Having great vision is one of the best ways to absorb the world around you. As you only have one set of eyes, it makes sense to take care of them while they're in a good state of health. One seemingly unavoidable source of damage is blue light. Blue light comes from screens you use each day, including computer screens and your phone. Here are four ways you can protect your eyes against the strain that it causes.
Turn off the Screen
Are you getting too much screen time? To an extent, staring at a screen is unavoidable. However, the blue light that screens emit can damage your retina. As your retina contains the cells that receive information about the world around you, you need to protect it. Consider whether you can cut down some of your screen time. If not, there's still a solution you can try.
Try Blue Light Glasses
If you're struggling to significantly reduce the amount of time you spend in front of a screen, try blue light glasses instead. Blue light glasses absorb some of the blue light that can damage your retina. As a result, they'll reduce your eye strain. If you're already wearing glasses, you'll need to discuss blue light lenses with your optometrist first. They may need to perform an eye exam to find the most suitable solution for you.

» INFORMATION PROVIDED
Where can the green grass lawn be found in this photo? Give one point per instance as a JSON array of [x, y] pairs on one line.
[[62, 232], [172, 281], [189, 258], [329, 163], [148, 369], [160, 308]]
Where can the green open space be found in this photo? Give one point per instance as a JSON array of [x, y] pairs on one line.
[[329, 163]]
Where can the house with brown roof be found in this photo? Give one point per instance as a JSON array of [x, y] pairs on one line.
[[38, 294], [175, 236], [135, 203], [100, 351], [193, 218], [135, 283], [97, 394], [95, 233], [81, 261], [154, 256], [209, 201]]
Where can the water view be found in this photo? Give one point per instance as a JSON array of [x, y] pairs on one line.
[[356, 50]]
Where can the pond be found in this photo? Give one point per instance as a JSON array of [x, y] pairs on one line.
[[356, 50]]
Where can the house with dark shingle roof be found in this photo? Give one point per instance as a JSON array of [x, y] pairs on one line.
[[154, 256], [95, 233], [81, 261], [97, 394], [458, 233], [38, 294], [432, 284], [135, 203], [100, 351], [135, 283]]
---
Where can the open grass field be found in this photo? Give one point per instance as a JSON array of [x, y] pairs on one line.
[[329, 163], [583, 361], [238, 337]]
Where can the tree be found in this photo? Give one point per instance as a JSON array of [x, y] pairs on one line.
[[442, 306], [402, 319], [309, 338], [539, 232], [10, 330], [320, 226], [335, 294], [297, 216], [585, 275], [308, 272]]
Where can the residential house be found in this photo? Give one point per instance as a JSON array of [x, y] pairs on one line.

» PROBLEMS AND TASKS
**1)** Answer these questions about the blue light passage:
(a) Which sources of blue light does it name?
(b) Which part of the eye does it say blue light can damage?
(c) Who should people who already wear glasses talk to first about blue light lenses?
**2)** In the blue light passage, rename "screen time" to "device time" and write out the section from "Turn off the" up to and including "you can try.".
**3)** Carry the blue light passage further, starting after its final sentence.

» EXPECTED RESPONSES
**1)**
(a) Screens you use each day, including computer screens and your phone.
(b) The retina.
(c) Their optometrist.

**2)**
Turn off the Screen
Are you getting too much device time? To an extent, staring at a screen is unavoidable. However, the blue light that screens emit can damage your retina. As your retina contains the cells that receive information about the world around you, you need to protect it. Consider whether you can cut down some of your device time. If not, there's still a solution you can try.

**3)**
Eat Your Greens
You may associate eating carrots with having excellent vision. While the vitamin A in carrots certainly helps, it isn't the best or only vegetable you should eat. Instead, you need to focus on dark leafy greens such as kale and spinach. The lutein and zeaxanthin content in dark leafy greens can help to combat blue light damage by strengthening your retina. They also contain vitamin A that can guard you against cataracts as time goes on. Finally, they're rich in vitamins C and E, which are both essential for protecting your eyes against the free radicals in your immediate environment.
Go for Eye Tests
Although you can adjust your lifestyle to protect your eyes against blue light, the best way to guard yourself is through regular eye tests. When you next see your optometrist, they'll tell you how frequently you need to return for tests. At your appointment, they can detect potential vision issues and introduce resolutions that protect you against further damage. For example, they may recommend prescription glasses.
At your next eye examination, ask your optometrist any questions you have about protecting your eyes from blue light.